- CHALLENGE
Gather every line below that contains the word "beak", and copy each one out in full.

BEGIN RECORD SET

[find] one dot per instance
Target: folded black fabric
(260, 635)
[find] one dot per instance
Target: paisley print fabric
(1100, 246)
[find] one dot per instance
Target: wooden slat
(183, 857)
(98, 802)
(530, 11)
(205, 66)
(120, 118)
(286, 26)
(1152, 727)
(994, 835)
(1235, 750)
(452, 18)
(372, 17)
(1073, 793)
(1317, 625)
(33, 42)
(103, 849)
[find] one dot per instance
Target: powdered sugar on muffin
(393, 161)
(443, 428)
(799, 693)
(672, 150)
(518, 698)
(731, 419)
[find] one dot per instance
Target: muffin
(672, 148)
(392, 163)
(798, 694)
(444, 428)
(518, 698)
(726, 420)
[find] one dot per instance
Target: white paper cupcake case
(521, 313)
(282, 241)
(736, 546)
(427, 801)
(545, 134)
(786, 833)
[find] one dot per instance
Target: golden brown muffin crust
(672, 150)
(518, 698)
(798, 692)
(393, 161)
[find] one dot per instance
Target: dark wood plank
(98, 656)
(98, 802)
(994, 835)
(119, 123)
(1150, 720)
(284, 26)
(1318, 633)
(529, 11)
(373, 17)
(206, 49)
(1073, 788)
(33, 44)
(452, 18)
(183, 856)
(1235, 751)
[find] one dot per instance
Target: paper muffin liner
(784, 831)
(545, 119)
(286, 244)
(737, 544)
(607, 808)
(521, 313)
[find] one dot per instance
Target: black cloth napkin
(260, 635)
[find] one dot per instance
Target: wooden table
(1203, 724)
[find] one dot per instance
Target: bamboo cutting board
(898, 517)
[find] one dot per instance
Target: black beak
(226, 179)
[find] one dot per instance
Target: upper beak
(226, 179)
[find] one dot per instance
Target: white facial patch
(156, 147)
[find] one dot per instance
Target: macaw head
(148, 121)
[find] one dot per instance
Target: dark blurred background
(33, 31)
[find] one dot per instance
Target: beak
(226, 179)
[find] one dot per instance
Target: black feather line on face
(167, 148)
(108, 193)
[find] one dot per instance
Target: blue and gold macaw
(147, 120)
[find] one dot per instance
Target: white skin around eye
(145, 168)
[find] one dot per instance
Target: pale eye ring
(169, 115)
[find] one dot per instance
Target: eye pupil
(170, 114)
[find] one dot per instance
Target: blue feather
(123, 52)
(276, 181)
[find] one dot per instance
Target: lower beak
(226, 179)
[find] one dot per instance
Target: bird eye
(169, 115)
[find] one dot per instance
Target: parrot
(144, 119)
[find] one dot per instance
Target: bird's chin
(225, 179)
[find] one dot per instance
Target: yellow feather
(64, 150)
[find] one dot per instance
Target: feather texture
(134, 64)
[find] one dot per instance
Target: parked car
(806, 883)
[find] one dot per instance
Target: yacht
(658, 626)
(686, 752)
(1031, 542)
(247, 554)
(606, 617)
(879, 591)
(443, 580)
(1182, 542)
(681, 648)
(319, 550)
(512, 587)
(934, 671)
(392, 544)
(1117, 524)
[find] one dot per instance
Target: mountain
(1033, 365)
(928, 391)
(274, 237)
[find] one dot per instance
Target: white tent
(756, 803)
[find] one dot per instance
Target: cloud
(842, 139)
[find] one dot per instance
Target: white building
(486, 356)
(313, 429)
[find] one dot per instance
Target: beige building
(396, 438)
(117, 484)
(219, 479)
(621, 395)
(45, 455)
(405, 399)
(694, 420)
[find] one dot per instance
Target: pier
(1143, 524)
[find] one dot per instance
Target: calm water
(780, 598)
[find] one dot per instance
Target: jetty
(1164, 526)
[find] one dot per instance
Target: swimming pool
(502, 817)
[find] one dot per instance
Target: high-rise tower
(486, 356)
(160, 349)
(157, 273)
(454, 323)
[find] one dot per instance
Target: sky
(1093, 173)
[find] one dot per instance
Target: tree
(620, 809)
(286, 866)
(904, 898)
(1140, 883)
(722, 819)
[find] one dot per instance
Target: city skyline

END RECORD SET

- FINAL ANSWER
Target: black beak
Target: upper beak
Target: beak
Target: lower beak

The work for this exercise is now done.